REQUEST A:
From the divorce thread, quote the passage from "I agree with" to "you should consider.".
REQUEST B:
In the divorce thread, the original poster says they have never lived on their own. Why doesn't that bother them, according to the poster?

TEXT SEGMENT:
# HAHAHA! Newly Single!



## pylesrm (Oct 9, 2014)

Hey everybody! Alright, so I'm getting divorced after being together for almost ten years. I've already gone through the sadness of it, for the most part. What I want to know is, those of you who have gone through it and are newly single again, what's it like on the other side? What's life like after being with someone for so long?


----------



## Married but Happy (Aug 13, 2013)

It varies for everyone, depending on the circumstances leading to the divorce. For me, life immediately got far better, less stressful, and there was the excitement of endless possibilities and the fun of dating again.


----------



## Jellybeans (Mar 8, 2011)

pylesrm said:


> those of you who have gone through it and are newly single again, what's it like on the other side?


It's whatever you make of it. 



pylesrm said:


> What's life like after being with someone for so long?


New and different.


----------



## pylesrm (Oct 9, 2014)

Married but Happy said:


> It varies for everyone, depending on the circumstances leading to the divorce. For me, life immediately got far better, less stressful, and there was the excitement of endless possibilities and the fun of dating again.


I don't think it will be a good split, but hey. I must be an old man (I'm 28) because I get excited about paying bills "my way". I'm not sure how I feel about dating, but I do have a few girls in mind. I've never lived on my own, but that doesn't really bother me, I make a decent paycheck, and I'm kind doing that now anyway. I like to sit and think about the things I couldn't do before, which really isn't that much, I'm a pretty low-key dude.


----------



## Wolf1974 (Feb 19, 2014)

I agree with married it depends on the nature of the ending realtionship. A horrible marriage would yeild a great divorce I bet. Mine was horrible and sad and didn't want it but had to do it. It was the most heart wrntching thing I went through in my adult life. Some good has come of it no doubt but overall divorcing, becoming single again in my late thrities, and still dealing with all the past emotional baggage has been trying. Never wanted to be dating again at this age but it is what it is


----------



## DoF (Mar 27, 2014)

I can't give you advice on what it's like.

But I will give you some advice on what you should consider.

DATASET EXCERPT:
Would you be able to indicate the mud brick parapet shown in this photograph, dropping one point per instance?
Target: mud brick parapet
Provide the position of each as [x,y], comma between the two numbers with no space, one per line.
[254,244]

WRITTEN SOLUTION A:
I agree with married it depends on the nature of the ending realtionship. A horrible marriage would yeild a great divorce I bet. Mine was horrible and sad and didn't want it but had to do it. It was the most heart wrntching thing I went through in my adult life. Some good has come of it no doubt but overall divorcing, becoming single again in my late thrities, and still dealing with all the past emotional baggage has been trying. Never wanted to be dating again at this age but it is what it is


----------



## DoF (Mar 27, 2014)

I can't give you advice on what it's like.

But I will give you some advice on what you should consider.

WRITTEN SOLUTION B:
The poster makes a decent paycheck and is already more or less living that way now.